### WORK INSTRUCTION
Write out word for word each line from the top of the material through the line that has "ok so I need the box for the standing". Pictures do not go in.

+++++

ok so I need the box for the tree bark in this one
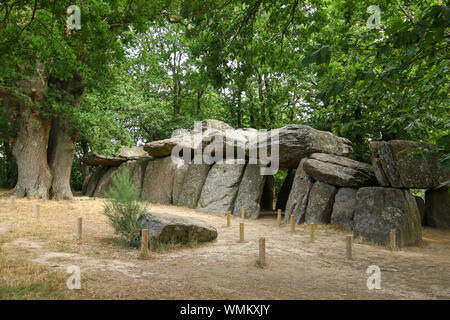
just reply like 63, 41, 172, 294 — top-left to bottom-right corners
12, 104, 52, 199
47, 118, 77, 200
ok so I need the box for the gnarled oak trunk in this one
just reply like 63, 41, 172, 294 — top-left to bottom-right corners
12, 105, 52, 199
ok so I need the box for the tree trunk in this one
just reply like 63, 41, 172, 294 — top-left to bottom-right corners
12, 105, 52, 199
258, 74, 266, 129
47, 118, 77, 200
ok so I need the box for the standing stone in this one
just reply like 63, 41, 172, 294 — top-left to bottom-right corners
93, 166, 119, 197
232, 164, 267, 218
353, 187, 422, 247
276, 169, 296, 210
331, 188, 358, 230
303, 153, 377, 187
426, 189, 450, 229
369, 140, 449, 189
305, 181, 337, 224
285, 159, 314, 224
82, 172, 93, 195
414, 196, 426, 226
197, 163, 246, 214
85, 166, 109, 196
172, 164, 189, 205
141, 157, 177, 204
177, 163, 211, 208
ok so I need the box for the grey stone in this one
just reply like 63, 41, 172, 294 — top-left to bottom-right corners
177, 163, 211, 208
82, 173, 93, 195
197, 163, 246, 214
370, 140, 449, 189
141, 157, 177, 204
426, 189, 450, 229
304, 153, 377, 188
119, 146, 149, 158
305, 181, 337, 224
353, 187, 422, 247
85, 166, 109, 197
256, 124, 353, 169
139, 212, 217, 244
93, 166, 119, 197
232, 164, 267, 218
172, 164, 189, 206
81, 152, 128, 167
331, 188, 357, 230
285, 159, 314, 224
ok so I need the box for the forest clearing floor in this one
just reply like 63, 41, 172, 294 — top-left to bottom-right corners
0, 189, 449, 300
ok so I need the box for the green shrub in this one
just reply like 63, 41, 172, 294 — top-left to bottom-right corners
103, 168, 147, 248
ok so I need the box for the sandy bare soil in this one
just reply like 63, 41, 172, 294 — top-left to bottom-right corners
0, 190, 449, 300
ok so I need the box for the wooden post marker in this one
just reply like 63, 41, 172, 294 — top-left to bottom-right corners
258, 237, 266, 267
227, 211, 231, 227
277, 209, 282, 226
346, 235, 353, 260
139, 229, 150, 259
76, 217, 82, 240
239, 223, 244, 242
9, 196, 15, 212
390, 229, 396, 251
290, 215, 295, 232
241, 206, 245, 219
34, 204, 40, 219
310, 224, 316, 242
272, 199, 276, 211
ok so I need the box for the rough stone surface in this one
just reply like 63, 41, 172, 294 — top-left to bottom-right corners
177, 163, 211, 208
305, 181, 337, 224
172, 164, 189, 206
426, 189, 450, 229
119, 146, 149, 158
197, 163, 246, 214
276, 169, 295, 210
353, 187, 422, 247
370, 140, 449, 189
85, 166, 109, 196
82, 173, 93, 195
331, 188, 357, 230
81, 153, 128, 167
303, 153, 377, 187
256, 124, 353, 169
232, 164, 267, 218
139, 212, 217, 244
141, 157, 177, 204
414, 196, 426, 226
285, 159, 314, 224
93, 166, 119, 197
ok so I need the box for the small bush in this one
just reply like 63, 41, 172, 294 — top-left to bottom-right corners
103, 168, 147, 248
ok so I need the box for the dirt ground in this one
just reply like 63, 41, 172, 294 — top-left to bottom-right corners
0, 189, 449, 300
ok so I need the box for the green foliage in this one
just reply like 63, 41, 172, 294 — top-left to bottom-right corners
103, 168, 147, 248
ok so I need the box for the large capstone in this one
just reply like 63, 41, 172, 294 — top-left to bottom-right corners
303, 153, 377, 187
81, 152, 129, 167
141, 157, 177, 204
177, 163, 211, 208
172, 164, 189, 205
197, 163, 245, 214
284, 159, 314, 224
426, 189, 450, 229
353, 187, 422, 247
256, 125, 352, 169
139, 212, 217, 244
305, 181, 337, 224
370, 140, 449, 189
331, 188, 357, 230
232, 164, 267, 218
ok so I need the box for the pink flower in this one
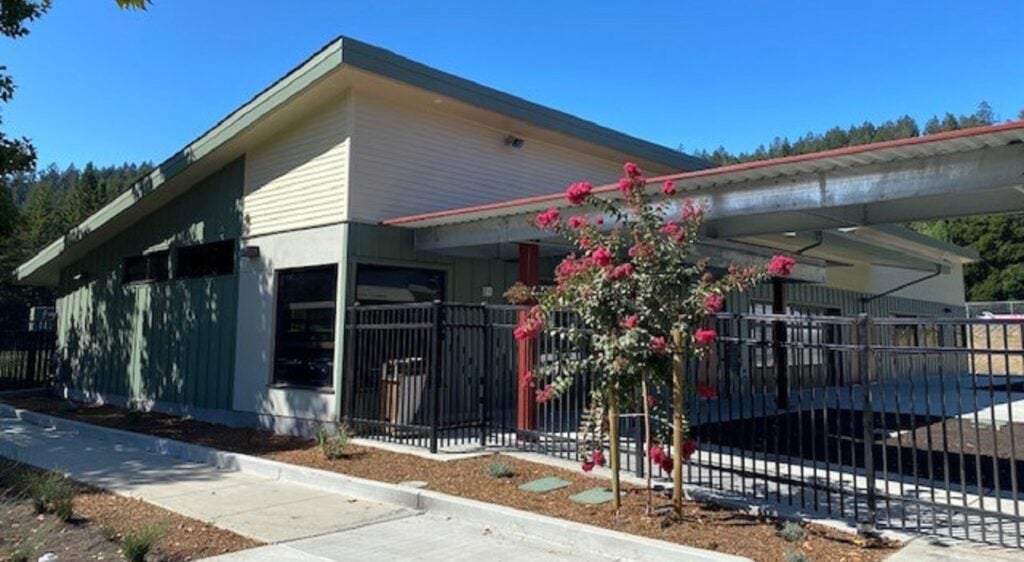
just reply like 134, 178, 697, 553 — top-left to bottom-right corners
628, 243, 653, 259
660, 455, 673, 473
650, 336, 667, 354
606, 263, 634, 281
620, 315, 638, 329
592, 450, 606, 467
535, 208, 560, 228
591, 246, 613, 267
623, 161, 643, 179
703, 293, 724, 314
617, 177, 632, 194
768, 254, 796, 277
567, 215, 587, 229
581, 459, 595, 472
660, 221, 681, 236
681, 198, 704, 222
697, 382, 718, 399
649, 445, 666, 465
682, 439, 698, 461
594, 216, 604, 226
646, 394, 657, 407
535, 384, 555, 403
514, 312, 545, 341
695, 329, 717, 347
565, 182, 593, 206
662, 180, 676, 196
579, 235, 592, 249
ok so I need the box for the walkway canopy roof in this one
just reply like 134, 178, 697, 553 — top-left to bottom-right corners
384, 122, 1014, 276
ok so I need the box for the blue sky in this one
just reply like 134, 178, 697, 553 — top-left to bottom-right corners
3, 1, 1023, 168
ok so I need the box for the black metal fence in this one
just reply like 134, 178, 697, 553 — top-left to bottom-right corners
342, 302, 1024, 547
0, 330, 56, 390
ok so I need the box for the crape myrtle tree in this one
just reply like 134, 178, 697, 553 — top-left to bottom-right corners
514, 162, 795, 514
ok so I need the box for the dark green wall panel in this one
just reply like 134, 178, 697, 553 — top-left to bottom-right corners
56, 159, 244, 410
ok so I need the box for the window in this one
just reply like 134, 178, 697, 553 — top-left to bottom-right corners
273, 265, 338, 388
176, 240, 235, 278
355, 264, 445, 304
122, 251, 169, 284
892, 314, 940, 348
749, 301, 836, 366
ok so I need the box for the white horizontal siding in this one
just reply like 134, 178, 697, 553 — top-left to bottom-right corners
348, 93, 636, 222
243, 98, 349, 236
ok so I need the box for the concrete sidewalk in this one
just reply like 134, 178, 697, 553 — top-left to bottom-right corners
0, 415, 618, 560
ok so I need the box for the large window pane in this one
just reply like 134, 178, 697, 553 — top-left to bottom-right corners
273, 265, 338, 388
355, 264, 445, 304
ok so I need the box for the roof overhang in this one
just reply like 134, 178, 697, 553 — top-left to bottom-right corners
385, 122, 1020, 269
17, 36, 709, 287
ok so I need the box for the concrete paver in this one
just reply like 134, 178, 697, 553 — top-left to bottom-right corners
0, 412, 638, 561
202, 513, 621, 562
0, 417, 411, 543
885, 537, 1024, 561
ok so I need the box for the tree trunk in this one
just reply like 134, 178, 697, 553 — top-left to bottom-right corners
671, 329, 685, 516
607, 388, 622, 511
641, 377, 653, 515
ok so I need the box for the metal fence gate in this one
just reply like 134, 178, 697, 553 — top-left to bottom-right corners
0, 330, 56, 390
343, 302, 1024, 547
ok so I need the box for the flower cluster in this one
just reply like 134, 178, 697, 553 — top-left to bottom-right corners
582, 450, 606, 472
513, 160, 795, 476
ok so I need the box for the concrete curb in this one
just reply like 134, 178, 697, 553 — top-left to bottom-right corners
0, 403, 748, 562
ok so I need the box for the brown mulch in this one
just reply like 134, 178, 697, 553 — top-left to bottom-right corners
5, 396, 901, 562
0, 460, 259, 561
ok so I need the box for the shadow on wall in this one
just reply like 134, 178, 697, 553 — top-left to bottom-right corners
58, 158, 243, 414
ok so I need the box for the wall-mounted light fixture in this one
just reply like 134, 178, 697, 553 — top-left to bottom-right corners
239, 246, 261, 259
504, 135, 525, 149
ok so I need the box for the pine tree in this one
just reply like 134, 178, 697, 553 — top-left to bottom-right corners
19, 182, 59, 254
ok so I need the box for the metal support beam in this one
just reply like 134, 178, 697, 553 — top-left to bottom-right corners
413, 143, 1024, 248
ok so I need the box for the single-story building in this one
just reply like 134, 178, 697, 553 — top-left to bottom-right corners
18, 36, 1011, 434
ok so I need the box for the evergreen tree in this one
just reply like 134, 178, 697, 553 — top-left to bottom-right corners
693, 101, 1022, 302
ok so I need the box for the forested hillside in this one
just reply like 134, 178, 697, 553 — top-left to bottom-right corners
0, 163, 151, 328
694, 102, 1024, 302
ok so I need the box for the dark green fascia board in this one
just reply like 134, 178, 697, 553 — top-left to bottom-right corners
338, 36, 713, 172
16, 38, 347, 285
17, 35, 711, 285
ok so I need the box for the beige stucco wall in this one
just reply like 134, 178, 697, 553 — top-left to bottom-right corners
823, 261, 966, 307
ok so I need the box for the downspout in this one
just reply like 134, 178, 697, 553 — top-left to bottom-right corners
859, 264, 944, 313
795, 231, 824, 255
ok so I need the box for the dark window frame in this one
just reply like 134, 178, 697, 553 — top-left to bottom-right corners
122, 250, 170, 285
354, 263, 447, 305
174, 240, 236, 279
271, 264, 339, 390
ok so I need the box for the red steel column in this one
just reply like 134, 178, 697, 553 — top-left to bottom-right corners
516, 243, 540, 432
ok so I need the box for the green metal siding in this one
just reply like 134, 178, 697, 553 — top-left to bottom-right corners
55, 159, 244, 410
346, 222, 517, 304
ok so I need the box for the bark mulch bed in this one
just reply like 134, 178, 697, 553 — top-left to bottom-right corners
0, 459, 260, 561
4, 396, 901, 562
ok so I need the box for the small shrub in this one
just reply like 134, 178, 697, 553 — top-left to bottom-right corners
316, 423, 350, 460
778, 521, 807, 543
28, 472, 76, 521
121, 524, 165, 562
784, 549, 809, 562
487, 460, 515, 478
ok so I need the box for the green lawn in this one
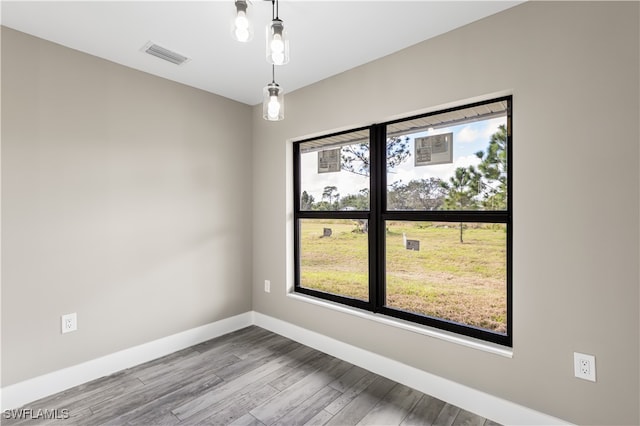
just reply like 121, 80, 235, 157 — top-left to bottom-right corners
299, 219, 507, 333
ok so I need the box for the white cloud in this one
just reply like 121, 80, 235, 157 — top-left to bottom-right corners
456, 126, 480, 143
482, 117, 506, 140
455, 117, 505, 145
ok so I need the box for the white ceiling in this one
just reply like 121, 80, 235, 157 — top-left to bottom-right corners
1, 1, 523, 105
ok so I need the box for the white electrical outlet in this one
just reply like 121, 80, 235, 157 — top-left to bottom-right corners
264, 280, 271, 293
574, 352, 596, 382
61, 313, 77, 334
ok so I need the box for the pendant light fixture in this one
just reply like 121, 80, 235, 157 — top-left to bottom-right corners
266, 0, 289, 65
232, 0, 253, 42
263, 65, 284, 121
231, 0, 288, 121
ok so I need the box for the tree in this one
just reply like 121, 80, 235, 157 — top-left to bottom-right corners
335, 188, 370, 233
442, 167, 479, 210
312, 201, 331, 211
301, 190, 315, 210
322, 186, 339, 209
388, 181, 411, 210
341, 137, 411, 177
339, 188, 369, 211
474, 124, 508, 210
388, 178, 445, 210
441, 167, 479, 242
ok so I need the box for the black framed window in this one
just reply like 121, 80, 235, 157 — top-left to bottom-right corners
293, 96, 512, 346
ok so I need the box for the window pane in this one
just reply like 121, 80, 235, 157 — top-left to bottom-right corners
386, 101, 508, 211
299, 130, 370, 211
385, 221, 507, 334
299, 218, 369, 301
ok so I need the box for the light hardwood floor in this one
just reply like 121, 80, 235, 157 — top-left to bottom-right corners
4, 326, 500, 425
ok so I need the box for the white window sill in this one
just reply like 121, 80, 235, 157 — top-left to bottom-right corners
286, 292, 513, 358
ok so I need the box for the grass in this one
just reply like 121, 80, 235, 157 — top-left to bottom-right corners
299, 219, 507, 333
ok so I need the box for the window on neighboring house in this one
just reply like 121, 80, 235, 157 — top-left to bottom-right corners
293, 96, 512, 346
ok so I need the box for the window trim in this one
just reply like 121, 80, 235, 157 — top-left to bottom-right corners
293, 96, 512, 347
285, 292, 513, 358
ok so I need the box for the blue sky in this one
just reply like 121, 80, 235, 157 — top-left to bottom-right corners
389, 116, 506, 187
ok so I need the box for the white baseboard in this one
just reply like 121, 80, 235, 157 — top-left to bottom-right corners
253, 312, 571, 426
0, 312, 254, 411
2, 310, 570, 425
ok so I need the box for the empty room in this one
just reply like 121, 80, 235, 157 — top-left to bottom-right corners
1, 1, 639, 425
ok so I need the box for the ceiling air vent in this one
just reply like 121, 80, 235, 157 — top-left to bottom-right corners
142, 42, 190, 65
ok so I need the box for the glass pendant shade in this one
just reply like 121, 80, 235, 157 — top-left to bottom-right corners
263, 82, 284, 121
266, 18, 289, 65
232, 0, 253, 42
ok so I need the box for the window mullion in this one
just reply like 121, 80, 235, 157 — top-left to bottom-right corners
371, 124, 386, 313
292, 142, 301, 290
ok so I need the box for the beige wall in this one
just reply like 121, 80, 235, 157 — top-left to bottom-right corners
251, 2, 639, 425
1, 27, 253, 386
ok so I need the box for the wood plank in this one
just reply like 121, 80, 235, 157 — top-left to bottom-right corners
172, 343, 314, 420
271, 385, 342, 426
303, 409, 334, 426
328, 365, 370, 393
16, 375, 146, 417
250, 357, 352, 425
191, 384, 279, 426
356, 383, 423, 425
434, 403, 461, 426
117, 408, 181, 425
127, 348, 202, 383
9, 369, 142, 413
138, 351, 241, 386
175, 351, 322, 425
323, 372, 380, 416
104, 371, 224, 425
228, 413, 266, 426
400, 394, 447, 426
214, 336, 300, 382
192, 326, 271, 355
452, 409, 488, 426
267, 349, 332, 392
88, 367, 220, 423
325, 376, 397, 426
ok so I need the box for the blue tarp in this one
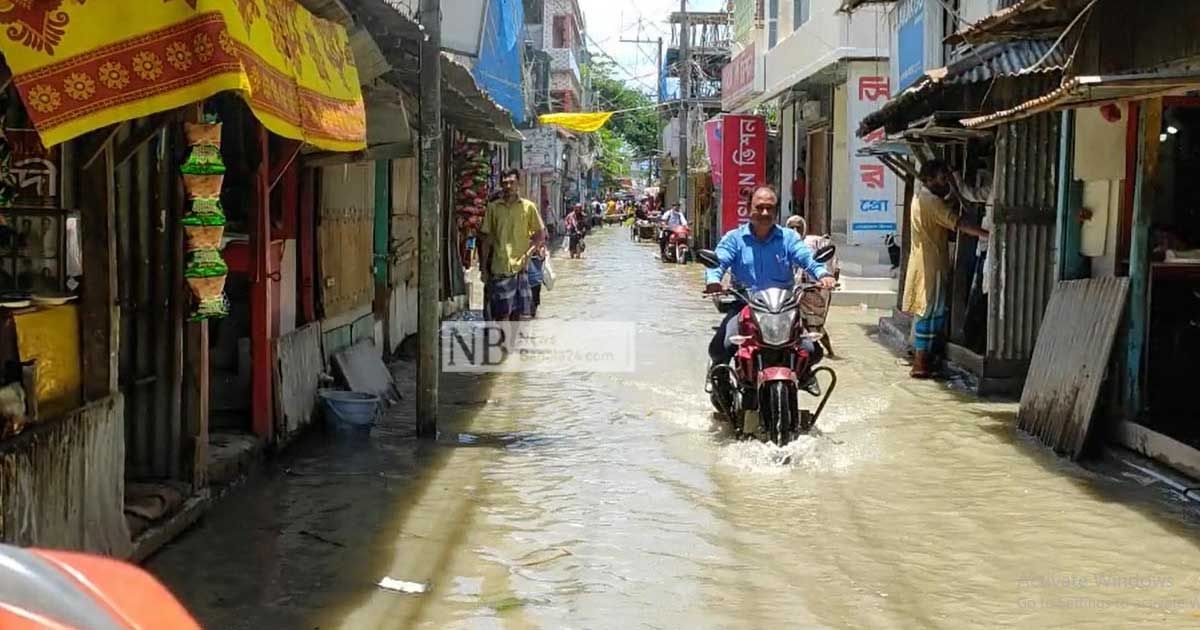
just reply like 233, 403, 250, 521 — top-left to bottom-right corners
473, 0, 526, 124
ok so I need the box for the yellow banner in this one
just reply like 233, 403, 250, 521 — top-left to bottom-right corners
538, 112, 615, 133
0, 0, 365, 151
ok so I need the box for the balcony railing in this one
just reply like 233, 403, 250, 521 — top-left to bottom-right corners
549, 47, 582, 87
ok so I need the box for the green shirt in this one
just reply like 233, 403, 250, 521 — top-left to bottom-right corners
481, 197, 545, 276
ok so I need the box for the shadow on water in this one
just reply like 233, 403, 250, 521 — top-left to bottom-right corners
147, 369, 566, 630
853, 310, 1200, 549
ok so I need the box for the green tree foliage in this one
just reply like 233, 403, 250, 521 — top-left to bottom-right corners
588, 61, 661, 159
595, 128, 631, 189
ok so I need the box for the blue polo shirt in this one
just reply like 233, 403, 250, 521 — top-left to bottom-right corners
705, 224, 829, 291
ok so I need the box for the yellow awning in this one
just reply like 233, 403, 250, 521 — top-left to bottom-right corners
538, 112, 614, 133
0, 0, 365, 151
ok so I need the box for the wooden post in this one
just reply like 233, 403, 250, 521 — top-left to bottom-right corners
299, 166, 317, 324
897, 169, 914, 312
1126, 98, 1161, 418
1056, 109, 1088, 281
374, 160, 390, 287
79, 132, 118, 401
251, 124, 274, 441
178, 105, 208, 489
417, 0, 442, 438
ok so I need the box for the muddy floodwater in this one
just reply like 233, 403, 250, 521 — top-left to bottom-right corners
150, 228, 1200, 629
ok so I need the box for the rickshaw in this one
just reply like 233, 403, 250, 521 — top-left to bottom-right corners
633, 211, 660, 242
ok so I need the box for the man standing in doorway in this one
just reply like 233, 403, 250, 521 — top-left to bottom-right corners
903, 160, 989, 378
480, 169, 546, 322
791, 166, 807, 216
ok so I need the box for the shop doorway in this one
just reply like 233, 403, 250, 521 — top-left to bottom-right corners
806, 127, 831, 236
1142, 99, 1200, 442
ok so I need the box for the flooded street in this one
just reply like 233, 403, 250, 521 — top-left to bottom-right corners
151, 228, 1200, 629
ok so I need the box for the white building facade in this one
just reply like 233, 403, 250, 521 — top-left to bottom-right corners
726, 0, 897, 259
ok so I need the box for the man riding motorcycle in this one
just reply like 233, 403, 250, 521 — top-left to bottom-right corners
659, 204, 688, 259
705, 186, 836, 397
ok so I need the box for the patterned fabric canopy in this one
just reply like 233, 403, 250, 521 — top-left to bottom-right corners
0, 0, 366, 151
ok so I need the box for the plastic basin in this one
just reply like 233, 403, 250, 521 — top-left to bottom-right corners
319, 389, 380, 431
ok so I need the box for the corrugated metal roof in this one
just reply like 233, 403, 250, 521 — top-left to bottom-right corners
839, 0, 898, 12
947, 0, 1092, 46
962, 69, 1200, 129
945, 39, 1070, 84
857, 40, 1067, 137
344, 0, 523, 142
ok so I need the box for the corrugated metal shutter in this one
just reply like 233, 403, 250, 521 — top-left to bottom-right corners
988, 113, 1059, 362
319, 163, 376, 320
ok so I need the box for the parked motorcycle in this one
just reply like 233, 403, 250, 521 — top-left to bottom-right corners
696, 246, 838, 446
661, 225, 692, 264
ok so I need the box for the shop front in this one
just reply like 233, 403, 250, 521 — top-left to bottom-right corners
0, 0, 366, 555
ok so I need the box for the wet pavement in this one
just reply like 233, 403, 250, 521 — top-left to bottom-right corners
149, 228, 1200, 629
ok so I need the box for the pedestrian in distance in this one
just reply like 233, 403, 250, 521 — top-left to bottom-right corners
565, 204, 587, 259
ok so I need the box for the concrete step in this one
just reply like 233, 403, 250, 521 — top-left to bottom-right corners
831, 289, 896, 310
839, 276, 898, 293
839, 260, 900, 278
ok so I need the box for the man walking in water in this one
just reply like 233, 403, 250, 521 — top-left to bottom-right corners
480, 169, 546, 321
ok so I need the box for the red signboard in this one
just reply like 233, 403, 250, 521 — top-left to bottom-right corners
720, 43, 757, 107
704, 118, 723, 188
719, 115, 767, 235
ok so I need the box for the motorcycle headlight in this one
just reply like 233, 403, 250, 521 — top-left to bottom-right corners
755, 310, 796, 346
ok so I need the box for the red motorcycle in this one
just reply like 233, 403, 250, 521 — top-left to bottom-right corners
697, 246, 838, 446
661, 225, 692, 264
0, 543, 200, 628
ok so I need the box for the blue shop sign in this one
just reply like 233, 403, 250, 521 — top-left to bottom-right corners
896, 0, 925, 92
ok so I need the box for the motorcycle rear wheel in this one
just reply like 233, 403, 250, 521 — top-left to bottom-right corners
762, 381, 798, 446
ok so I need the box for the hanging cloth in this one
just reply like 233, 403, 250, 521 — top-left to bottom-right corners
0, 0, 366, 151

+++++

### ANSWER SPACE
ok so I need the box for the tree bark in this one
just reply like 63, 41, 172, 294 — top-left to bottom-right corners
12, 104, 52, 199
47, 118, 77, 200
ok so I need the box for the gnarled oak trunk in this one
just reply like 63, 41, 172, 294 — top-left to bottom-right corners
12, 105, 52, 199
ok so I need the box for the tree trunk in this one
just reply like 63, 41, 172, 294 — top-left to bottom-right corners
12, 105, 52, 199
258, 74, 266, 129
47, 118, 77, 200
ok so I need the box for the standing stone in this one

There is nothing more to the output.